--- Begin ---

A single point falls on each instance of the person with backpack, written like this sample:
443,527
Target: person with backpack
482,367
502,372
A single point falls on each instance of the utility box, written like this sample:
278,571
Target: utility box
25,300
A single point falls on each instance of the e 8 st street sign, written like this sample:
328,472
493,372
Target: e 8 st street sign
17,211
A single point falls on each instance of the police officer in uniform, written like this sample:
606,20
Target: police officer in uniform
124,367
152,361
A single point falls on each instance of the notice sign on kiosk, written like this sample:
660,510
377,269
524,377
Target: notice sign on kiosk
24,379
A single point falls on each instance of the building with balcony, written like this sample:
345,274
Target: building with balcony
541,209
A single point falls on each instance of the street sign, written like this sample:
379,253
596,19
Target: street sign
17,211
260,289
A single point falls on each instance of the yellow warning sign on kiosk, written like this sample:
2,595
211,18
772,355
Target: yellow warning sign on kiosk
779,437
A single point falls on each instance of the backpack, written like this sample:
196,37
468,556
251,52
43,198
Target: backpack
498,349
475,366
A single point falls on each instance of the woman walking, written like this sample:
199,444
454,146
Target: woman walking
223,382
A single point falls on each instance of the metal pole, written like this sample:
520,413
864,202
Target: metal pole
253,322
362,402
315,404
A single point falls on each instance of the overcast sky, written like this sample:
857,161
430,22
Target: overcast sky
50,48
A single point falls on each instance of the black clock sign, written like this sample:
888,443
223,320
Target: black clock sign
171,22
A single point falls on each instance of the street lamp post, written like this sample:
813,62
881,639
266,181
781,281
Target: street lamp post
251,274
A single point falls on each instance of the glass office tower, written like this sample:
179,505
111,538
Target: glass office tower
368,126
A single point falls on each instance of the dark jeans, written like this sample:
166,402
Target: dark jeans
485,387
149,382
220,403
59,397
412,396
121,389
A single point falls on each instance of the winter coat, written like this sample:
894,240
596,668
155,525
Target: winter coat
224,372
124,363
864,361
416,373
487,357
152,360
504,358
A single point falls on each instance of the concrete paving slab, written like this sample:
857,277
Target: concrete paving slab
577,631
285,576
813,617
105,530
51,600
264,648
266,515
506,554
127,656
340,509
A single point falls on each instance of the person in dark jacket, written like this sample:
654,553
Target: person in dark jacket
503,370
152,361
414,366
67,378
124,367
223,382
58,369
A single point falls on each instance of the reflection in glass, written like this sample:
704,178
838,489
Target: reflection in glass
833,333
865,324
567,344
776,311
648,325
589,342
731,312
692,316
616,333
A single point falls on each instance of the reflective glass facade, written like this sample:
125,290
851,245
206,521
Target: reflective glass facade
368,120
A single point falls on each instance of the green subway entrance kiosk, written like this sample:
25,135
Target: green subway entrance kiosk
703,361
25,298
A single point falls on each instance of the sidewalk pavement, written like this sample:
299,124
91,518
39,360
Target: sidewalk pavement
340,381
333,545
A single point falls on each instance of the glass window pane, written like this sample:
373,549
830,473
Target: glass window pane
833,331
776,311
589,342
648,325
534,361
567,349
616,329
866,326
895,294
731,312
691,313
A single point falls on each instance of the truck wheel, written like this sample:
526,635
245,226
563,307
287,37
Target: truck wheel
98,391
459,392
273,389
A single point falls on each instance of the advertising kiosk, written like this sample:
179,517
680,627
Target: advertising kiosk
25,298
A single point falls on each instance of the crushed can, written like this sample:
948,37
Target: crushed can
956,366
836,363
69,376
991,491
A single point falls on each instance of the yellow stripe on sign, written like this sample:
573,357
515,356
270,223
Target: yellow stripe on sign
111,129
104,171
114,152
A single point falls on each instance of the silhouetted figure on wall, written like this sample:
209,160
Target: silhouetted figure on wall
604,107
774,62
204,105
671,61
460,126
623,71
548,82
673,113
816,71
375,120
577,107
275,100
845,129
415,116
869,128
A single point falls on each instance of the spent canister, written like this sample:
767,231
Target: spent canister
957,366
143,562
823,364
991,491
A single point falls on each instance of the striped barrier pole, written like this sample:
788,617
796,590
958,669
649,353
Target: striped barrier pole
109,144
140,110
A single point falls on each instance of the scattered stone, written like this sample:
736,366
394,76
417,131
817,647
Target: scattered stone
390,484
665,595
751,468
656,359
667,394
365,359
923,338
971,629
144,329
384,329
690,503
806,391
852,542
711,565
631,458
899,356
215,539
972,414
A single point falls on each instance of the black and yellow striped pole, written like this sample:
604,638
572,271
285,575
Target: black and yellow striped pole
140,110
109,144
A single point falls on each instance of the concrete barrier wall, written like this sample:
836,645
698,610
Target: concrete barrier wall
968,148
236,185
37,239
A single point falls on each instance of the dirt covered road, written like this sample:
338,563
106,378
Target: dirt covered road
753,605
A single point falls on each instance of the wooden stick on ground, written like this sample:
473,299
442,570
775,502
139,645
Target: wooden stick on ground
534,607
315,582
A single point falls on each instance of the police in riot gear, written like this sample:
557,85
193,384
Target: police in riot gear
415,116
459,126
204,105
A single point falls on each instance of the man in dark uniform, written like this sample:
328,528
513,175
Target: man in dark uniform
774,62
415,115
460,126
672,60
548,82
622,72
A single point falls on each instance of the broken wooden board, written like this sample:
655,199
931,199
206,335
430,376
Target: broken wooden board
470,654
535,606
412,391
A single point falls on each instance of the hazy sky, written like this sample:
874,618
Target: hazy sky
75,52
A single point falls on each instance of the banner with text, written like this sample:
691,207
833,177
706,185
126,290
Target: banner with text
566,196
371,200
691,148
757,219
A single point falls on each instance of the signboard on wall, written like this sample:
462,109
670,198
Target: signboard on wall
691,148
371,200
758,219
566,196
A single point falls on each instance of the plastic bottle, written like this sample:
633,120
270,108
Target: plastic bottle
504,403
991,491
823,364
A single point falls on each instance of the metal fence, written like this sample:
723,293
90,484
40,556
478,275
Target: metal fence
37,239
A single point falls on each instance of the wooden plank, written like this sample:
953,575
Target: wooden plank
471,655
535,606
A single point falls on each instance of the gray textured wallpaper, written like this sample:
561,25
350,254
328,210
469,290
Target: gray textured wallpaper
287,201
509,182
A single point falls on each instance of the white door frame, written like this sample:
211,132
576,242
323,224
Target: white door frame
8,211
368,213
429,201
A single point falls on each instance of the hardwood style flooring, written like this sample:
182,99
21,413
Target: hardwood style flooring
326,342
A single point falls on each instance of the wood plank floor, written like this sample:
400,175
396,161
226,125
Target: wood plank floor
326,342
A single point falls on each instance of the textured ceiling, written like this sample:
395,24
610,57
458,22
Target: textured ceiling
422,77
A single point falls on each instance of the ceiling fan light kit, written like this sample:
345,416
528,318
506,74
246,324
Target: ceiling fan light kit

--- End ---

= What to do =
Copy out the whole listing exactly; please set it all down.

= Answer to this exercise =
A single point falls on each instance of the person with backpack, written like this sample:
443,527
Target: person with backpack
482,367
502,372
A single point falls on each instance of the utility box, written like this sample:
278,571
Target: utility box
25,300
A single point falls on each instance of the e 8 st street sign, written like this sample:
328,472
493,372
Target: e 8 st street sign
17,211
A single point falls on each instance of the police officer in uniform, written like this sample:
606,20
Target: police officer in uniform
124,367
152,361
A single point falls on each instance of the notice sign on kiosk, written like this sample:
660,510
377,269
524,377
Target: notice sign on kiosk
24,379
A single point falls on each instance of the building with balcony, written like this sample:
345,274
Target: building with balcony
541,209
A single point falls on each instance of the street sign, written like this sample:
379,253
596,19
Target: street sign
17,211
260,289
A single point falls on each instance of the yellow warning sign on kiosk, written like this sample:
2,595
211,18
772,355
Target: yellow warning sign on kiosk
779,437
A single point falls on each instance of the backpack, written like this sample:
196,37
468,556
251,52
43,198
Target: backpack
498,349
475,366
A single point falls on each instance of the woman walking, written like this sample:
199,444
454,146
Target: woman walking
223,382
A single point falls on each instance of the metal pole, written like this sample:
520,413
864,202
Target: metal pole
253,322
362,402
315,404
A single point falls on each instance of the overcast sky, written like this sample:
857,161
430,22
Target: overcast sky
50,48
A single point falls on each instance of the black clock sign, written like this sample:
888,443
223,320
Target: black clock sign
171,22
A single point falls on each instance of the street lamp post, written like this sample:
813,62
881,639
266,181
781,281
Target: street lamp post
251,274
A single point falls on each instance of the glass office tower, written like this sample:
179,505
111,538
Target: glass office tower
368,126
A single point falls on each instance of the dark jeans, written like this sample:
166,402
Target: dark jeans
485,387
149,382
220,403
59,397
412,396
121,389
A single point falls on each instance of the winter coat, written like this sample:
894,240
596,668
155,525
Target: winter coat
224,372
124,363
864,361
416,373
487,357
152,360
504,358
A single point falls on each instance of the concrete paving slab, written like this sample:
857,277
Target: concrete paving slab
577,631
285,576
813,617
105,530
51,600
264,648
266,515
506,554
127,656
340,509
A single point falls on each instance of the person in dark jacket, written like this sample:
654,553
Target: person in dark jacket
503,370
152,361
414,366
67,378
124,367
223,382
58,369
A single point falls on each instance of the reflection in glass, written like this sample:
704,178
838,489
Target: reflection in glass
833,333
865,324
567,344
776,311
648,325
589,342
731,312
692,316
616,333
A single point falls on each instance of the reflective glass facade, written like this sample:
125,290
851,245
206,521
Target: reflective glass facade
368,120
A single point falls on each instance of the green subway entrance kiosk, written like this sample:
25,135
Target: green subway entrance kiosk
703,361
25,298
A single point falls on each instance of the sidewalk pavement, written like this sample:
299,124
91,518
39,360
Target: sidewalk pavement
340,381
333,545
A single point falls on each instance of the glass window pane, written like this sample:
373,549
830,473
Target: glass window pane
833,331
776,311
589,342
648,325
534,361
567,349
616,329
866,326
895,294
731,312
691,313
A single point falls on each instance of the truck wheel, written like this sample:
526,635
245,226
563,307
287,37
Target: truck wheel
98,391
459,392
273,389
A single point falls on each instance of the advertising kiosk, written like this sample:
179,517
680,627
Target: advertising kiosk
25,298
A single point falls on each instance of the crushed can, written like this sample:
948,37
Target: crushed can
956,366
836,363
69,376
991,491
A single point falls on each instance of the yellow stripe on sign, written like this sample:
573,357
515,356
270,223
Target: yellow stripe on sign
111,129
104,171
114,152
A single point falls on each instance of the silhouetted figure on wall, written like this sample:
209,160
Target: silhouetted figure on wall
604,107
774,62
204,105
671,61
460,126
623,71
548,82
673,113
816,71
375,120
577,107
275,100
845,129
415,116
869,128
A single point falls on each instance of the spent canister, written like this sample:
767,231
Target: spent canister
957,366
143,562
823,364
991,491
A single point falls on each instance of the striped barrier pole, written like this sample:
788,617
796,590
958,669
649,353
Target: striped barrier pole
109,144
140,110
A single point falls on each instance of the scattered stone, written like this sample:
736,366
394,76
417,131
817,647
Target: scattered stone
390,484
665,595
751,468
656,359
667,394
365,359
923,338
971,629
144,329
384,329
690,503
806,391
852,542
711,565
631,458
899,356
215,539
972,414
A single point falls on each instance of the black and yellow striped pole, written like this sample:
604,638
572,271
285,575
Target: black and yellow striped pole
140,110
109,144
A single point falls on each instance of the concrete barrier wall, written like this sample:
836,645
698,610
Target: concrete barrier wall
968,148
236,185
37,239
A single point falls on each instance of the dirt covered road, written like this sample:
338,563
106,378
Target: dirt covered road
753,605
A single point falls on each instance of the wooden stick on ground, written like this sample:
473,299
442,570
775,502
139,645
Target: wooden stick on ground
534,607
315,582
A single point falls on each instance of the police in riot gear, written like this sample:
557,85
193,384
Target: police in riot gear
415,116
459,126
204,105
A single point falls on each instance of the man in dark uniform, written like this sample:
328,528
513,175
Target: man in dark uniform
774,62
415,115
460,126
672,60
548,82
622,72
A single point falls on each instance of the broken wooden board, written like this sample:
655,199
931,199
206,335
430,376
Target: broken wooden board
470,654
535,606
412,391
A single point falls on each instance of the hazy sky, written like this sample:
874,618
Target: hazy sky
75,52
A single point falls on each instance of the banner with text, written like this sample:
691,207
833,177
706,185
126,290
Target: banner with text
566,196
371,200
691,148
757,219
A single point falls on each instance of the signboard on wall, written like this sample:
462,109
670,198
Target: signboard on wall
691,148
371,200
758,219
566,196
A single point falls on each instance of the plastic bottle, written like this sample:
633,120
270,108
Target: plastic bottle
504,403
991,491
823,364
A single point falls on each instance of the metal fence, written like this sample:
723,293
90,484
40,556
478,275
Target: metal fence
37,239
A single point falls on each instance of the wooden plank, written like this sample:
953,575
Target: wooden plank
471,655
535,606
A single point falls on each instance of the gray textured wallpaper, written like this sample:
561,25
350,254
328,210
469,290
Target: gray textured wallpaper
287,201
509,182
A single point falls on each instance of the white door frame, written like this sample:
211,132
576,242
323,224
Target: white door frame
8,211
368,213
429,201
A single point falls on each instance of the hardwood style flooring, written like this sample:
182,99
21,413
Target: hardwood style flooring
326,342
A single point falls on each instance of the wood plank floor, written like this sample:
400,175
396,161
226,125
Target: wood plank floor
326,342
A single point falls on each instance of the textured ceiling, written like this sample:
395,24
610,57
458,22
Target: textured ceiling
422,77
A single point falls on each instance of the ceiling fan light kit, written like this sample:
345,416
528,318
506,74
246,324
Target: ceiling fan light kit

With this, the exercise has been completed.